-- start of Passage to read --

NATURE OF THE CASE
This is a class action on behalf of all purchasers of the securities of 2TheMart.Com Inc., ("2TheMart" or the "Company") between January 19, 1999 and August 26, 1999 inclusive (the "Class Period"), seeking remedies under the Securities Exchange Act of 1934 (the "Exchange Act"). Defendants include 2TheMart, Steven W. Rebeil, and Dominic J. Magliarditi.
2TheMart was conceived in January 1999 through a reverse merger with an unrelated Oklahoma corporation. Its proclaimed business strategy was to launch an E-commerce auction web site that would provide a dynamic person to person auction environment, in direct competition to those established by eBay, Onsale Inc., Excite Inc. and Ubid Inc.
From its inception, 2TheMart represented that the web site, which was the core of its business, was "currently in final development" and was expected to be running before the end of the second quarter 1999. Defendants said the site would then offer direct, meaningful, competition with established sites such as eBay. These representations were made continuously throughout the Class Period and caused the Company's stock price to soar as high as $50.00.

-- end of Passage to read --
-- start of Data provided --

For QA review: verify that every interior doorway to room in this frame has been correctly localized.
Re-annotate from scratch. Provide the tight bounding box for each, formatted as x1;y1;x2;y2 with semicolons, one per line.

-- end of Data provided --

Directives:
1. Name every company that the 2TheMart case summary lists as an established auction competitor.
2. From the 2TheMart case summary, return the passage from "From its inception, 2TheMart" up to and including "high as $50.00.".

Outputs in order:
1. eBay, Onsale Inc., Excite Inc., Ubid Inc.

2.
From its inception, 2TheMart represented that the web site, which was the core of its business, was "currently in final development" and was expected to be running before the end of the second quarter 1999. Defendants said the site would then offer direct, meaningful, competition with established sites such as eBay. These representations were made continuously throughout the Class Period and caused the Company's stock price to soar as high as $50.00.